** Start Reading text **

He looks up. I look down.
I look all around.
I scan.
I find.
I hold.
I pick up.
I lift up.
Some people are so used to being lifted up and supported by those in their environment that they don’t know the feeling of their own feet on the ground. They believe they floated to the top of their particular (patriarchal) hill on their own merit. They assume others, without the same support, can do the same.
There’s a phrase I learned to ask clients, “Are you willing to be as good to yourself as you are to others?”
Sometimes, that’s not enough. In some environments, it doesn’t matter how much you prioritize yourself if others aren’t willing to offer their support—if they aren’t willing to mirror the sacrifices you make for them. This is especially true in sacrifice-oriented environments.
If multiple people in a system are giving up time, money, etc., to help one person thrive, nobody else thrives unless the entire system changes. That means the system’s benefactor must be willing to let go of the extras. At least.
In the past, I thought that if I worked hard enough I could make things work for me.
I took on projects.
I took them home.
I picked up dropped balls.
I multitasked.
I worked nights and weekends.
It wasn’t enough. I didn’t have the same support system. I COULDN’T LOOK UP. I wasn’t in a position to find serendipity, flow, or inspiration.

** End Reading text **
** Start Records shown **

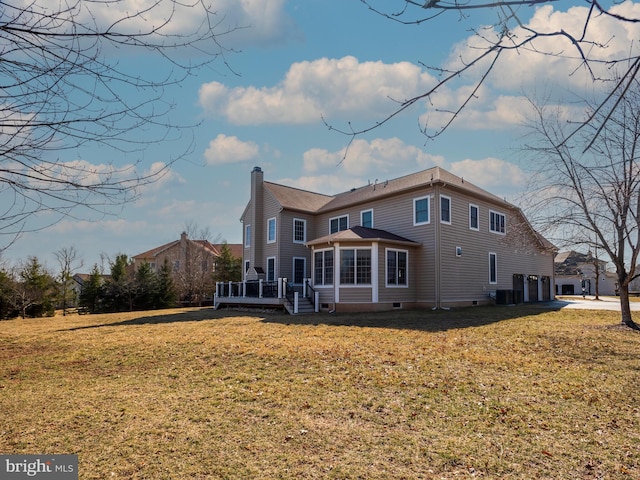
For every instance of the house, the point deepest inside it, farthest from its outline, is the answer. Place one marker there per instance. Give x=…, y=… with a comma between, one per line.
x=192, y=262
x=184, y=253
x=429, y=239
x=575, y=271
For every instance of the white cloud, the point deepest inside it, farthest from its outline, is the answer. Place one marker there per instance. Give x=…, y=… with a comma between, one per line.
x=554, y=59
x=549, y=66
x=379, y=155
x=239, y=23
x=339, y=88
x=492, y=174
x=229, y=149
x=492, y=114
x=333, y=172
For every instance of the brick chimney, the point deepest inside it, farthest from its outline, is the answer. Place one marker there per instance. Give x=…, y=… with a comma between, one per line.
x=257, y=226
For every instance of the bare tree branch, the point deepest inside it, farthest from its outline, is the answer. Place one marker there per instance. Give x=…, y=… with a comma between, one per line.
x=65, y=83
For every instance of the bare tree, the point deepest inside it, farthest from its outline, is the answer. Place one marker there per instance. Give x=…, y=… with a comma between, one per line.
x=69, y=78
x=69, y=262
x=588, y=192
x=491, y=43
x=194, y=278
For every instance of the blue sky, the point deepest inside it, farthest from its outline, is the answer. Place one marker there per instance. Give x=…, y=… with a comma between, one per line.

** End Records shown **

_Work instructions_.
Answer these questions about the essay on support above:
1. What question did the writer learn to ask clients?
2. In what kind of environments is the lack of others' support especially decisive?
3. What did the writer once believe would make things work for them?

_Output_.
1. "Are you willing to be as good to yourself as you are to others?"
2. Sacrifice-oriented environments.
3. Working hard enough.